Reproduce every line of the material below without any changes, and leave the pictures out.

-------- Provided records

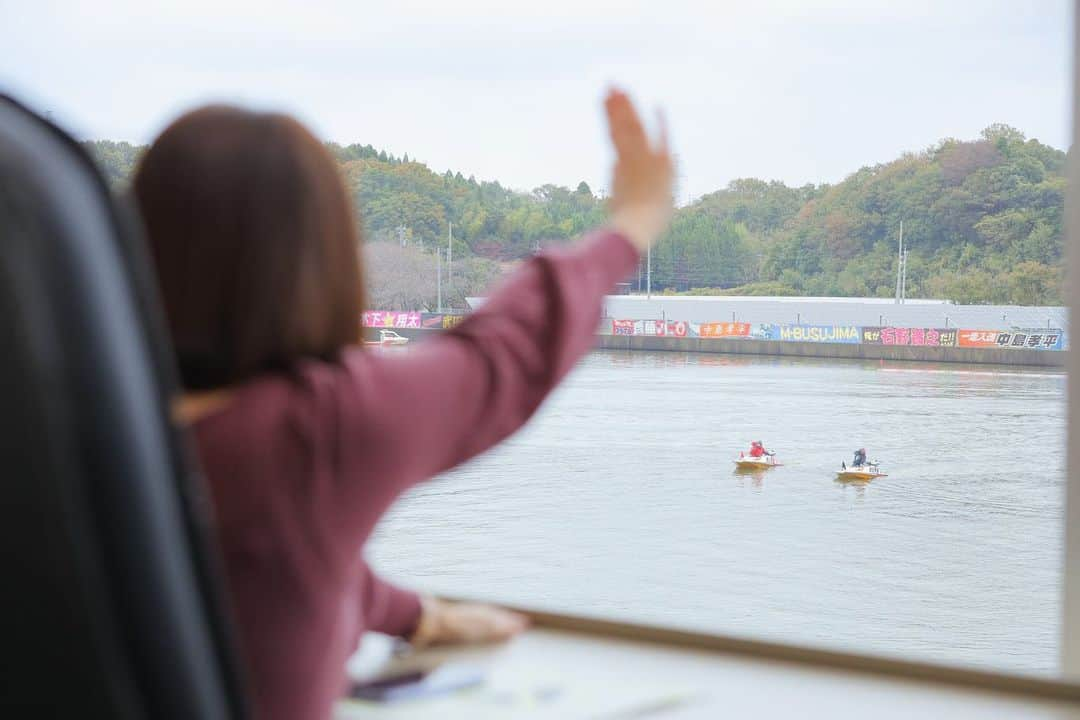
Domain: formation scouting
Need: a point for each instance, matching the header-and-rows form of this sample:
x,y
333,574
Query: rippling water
x,y
619,499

----------------

> The completed task:
Domain: formation scouting
Need: a point for each instance, matching the header-and-rows form of this sample:
x,y
333,574
Query: rippling water
x,y
619,499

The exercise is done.